Objective:
Repeat, exactly and alone, every line from the line that contains "Annotation task — mark the distant" to the end of the entries.

— start Provided records —

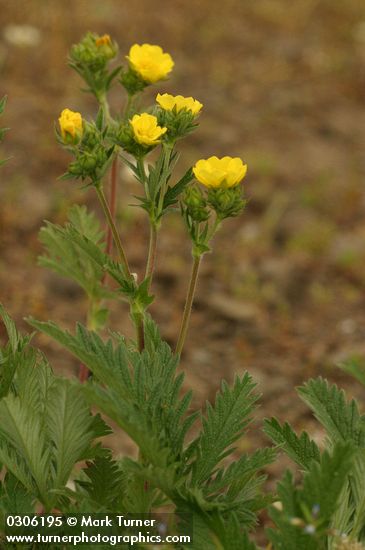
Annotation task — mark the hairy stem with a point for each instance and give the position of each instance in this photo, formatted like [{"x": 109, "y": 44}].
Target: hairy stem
[
  {"x": 140, "y": 332},
  {"x": 116, "y": 237},
  {"x": 188, "y": 304},
  {"x": 112, "y": 203},
  {"x": 151, "y": 252}
]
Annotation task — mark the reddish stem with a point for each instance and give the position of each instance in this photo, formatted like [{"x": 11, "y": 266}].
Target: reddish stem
[
  {"x": 83, "y": 370},
  {"x": 112, "y": 204}
]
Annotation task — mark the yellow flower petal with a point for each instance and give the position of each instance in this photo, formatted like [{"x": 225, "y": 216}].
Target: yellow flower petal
[
  {"x": 179, "y": 102},
  {"x": 220, "y": 172},
  {"x": 70, "y": 124}
]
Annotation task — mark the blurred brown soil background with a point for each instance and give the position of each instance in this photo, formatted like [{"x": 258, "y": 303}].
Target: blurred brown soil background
[{"x": 282, "y": 85}]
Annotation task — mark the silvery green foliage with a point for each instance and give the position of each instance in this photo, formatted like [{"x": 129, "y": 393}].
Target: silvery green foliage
[
  {"x": 46, "y": 428},
  {"x": 330, "y": 503}
]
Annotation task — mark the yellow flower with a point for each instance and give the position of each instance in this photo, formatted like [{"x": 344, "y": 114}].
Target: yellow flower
[
  {"x": 150, "y": 62},
  {"x": 224, "y": 172},
  {"x": 168, "y": 102},
  {"x": 70, "y": 125},
  {"x": 146, "y": 129},
  {"x": 104, "y": 40}
]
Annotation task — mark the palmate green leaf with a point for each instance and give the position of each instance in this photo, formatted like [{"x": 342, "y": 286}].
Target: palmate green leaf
[
  {"x": 108, "y": 364},
  {"x": 324, "y": 482},
  {"x": 21, "y": 428},
  {"x": 340, "y": 418},
  {"x": 67, "y": 258},
  {"x": 173, "y": 192},
  {"x": 139, "y": 391},
  {"x": 15, "y": 354},
  {"x": 14, "y": 499},
  {"x": 223, "y": 425},
  {"x": 287, "y": 535},
  {"x": 314, "y": 505},
  {"x": 241, "y": 470},
  {"x": 103, "y": 485},
  {"x": 300, "y": 449},
  {"x": 70, "y": 428}
]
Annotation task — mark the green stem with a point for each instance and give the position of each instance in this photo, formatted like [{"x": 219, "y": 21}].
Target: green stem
[
  {"x": 103, "y": 102},
  {"x": 167, "y": 151},
  {"x": 151, "y": 252},
  {"x": 188, "y": 304},
  {"x": 109, "y": 217},
  {"x": 140, "y": 332}
]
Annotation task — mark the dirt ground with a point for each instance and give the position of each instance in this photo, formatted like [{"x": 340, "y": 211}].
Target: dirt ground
[{"x": 282, "y": 85}]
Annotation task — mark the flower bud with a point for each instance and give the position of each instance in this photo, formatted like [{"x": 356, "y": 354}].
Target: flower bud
[
  {"x": 195, "y": 204},
  {"x": 146, "y": 130}
]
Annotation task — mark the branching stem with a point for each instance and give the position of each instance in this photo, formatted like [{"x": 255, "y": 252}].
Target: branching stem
[
  {"x": 188, "y": 304},
  {"x": 116, "y": 237}
]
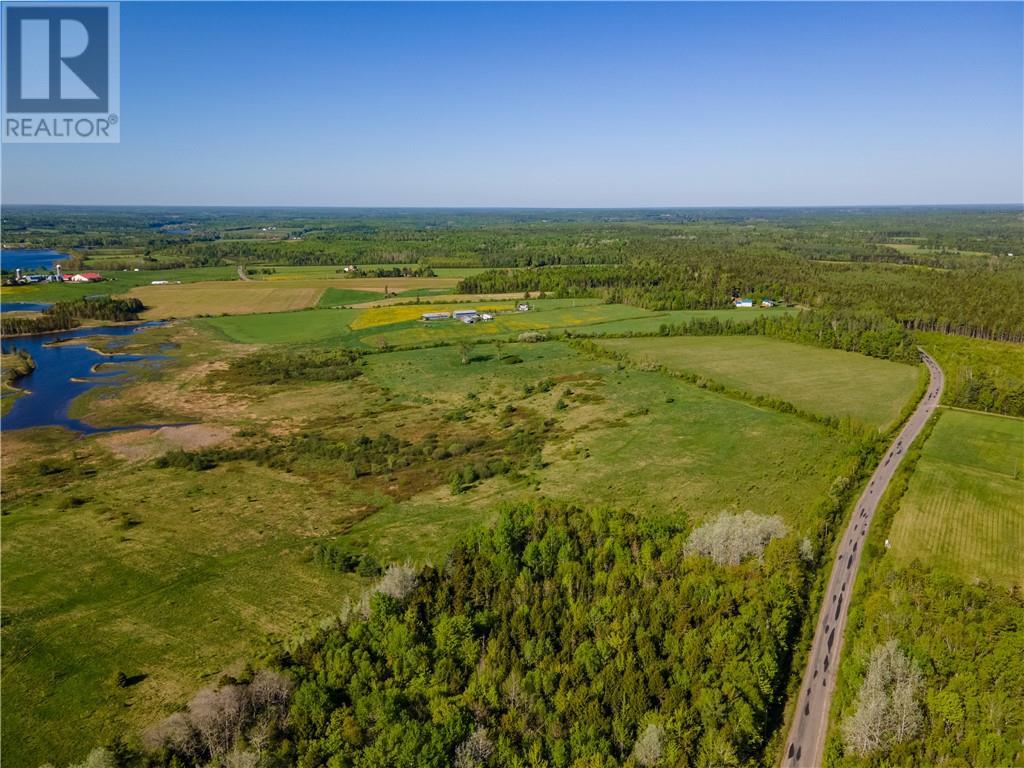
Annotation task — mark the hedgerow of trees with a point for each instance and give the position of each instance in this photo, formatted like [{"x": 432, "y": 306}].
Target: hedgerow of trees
[{"x": 67, "y": 314}]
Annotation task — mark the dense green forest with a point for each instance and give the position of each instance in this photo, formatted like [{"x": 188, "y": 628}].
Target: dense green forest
[
  {"x": 983, "y": 303},
  {"x": 967, "y": 642},
  {"x": 67, "y": 314},
  {"x": 558, "y": 637}
]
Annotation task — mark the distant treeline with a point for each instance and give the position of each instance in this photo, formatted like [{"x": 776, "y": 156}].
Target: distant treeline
[
  {"x": 982, "y": 303},
  {"x": 67, "y": 314},
  {"x": 873, "y": 336}
]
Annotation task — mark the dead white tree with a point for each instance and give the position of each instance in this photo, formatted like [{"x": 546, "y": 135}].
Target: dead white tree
[
  {"x": 474, "y": 751},
  {"x": 887, "y": 709},
  {"x": 647, "y": 750},
  {"x": 730, "y": 539}
]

— end Provided records —

Exercise answer:
Annotation task — mark the distant treeline with a point for each instance and give the position of each instance in this photo, formatted like [{"x": 776, "y": 156}].
Target: distant treeline
[
  {"x": 982, "y": 303},
  {"x": 67, "y": 314},
  {"x": 873, "y": 336}
]
Annotation task — mark the dead white tree with a point for each instance and give the position of each instance in this photo, formatted like [{"x": 546, "y": 135}].
Target: dead white tree
[
  {"x": 474, "y": 751},
  {"x": 887, "y": 709},
  {"x": 647, "y": 750},
  {"x": 730, "y": 539}
]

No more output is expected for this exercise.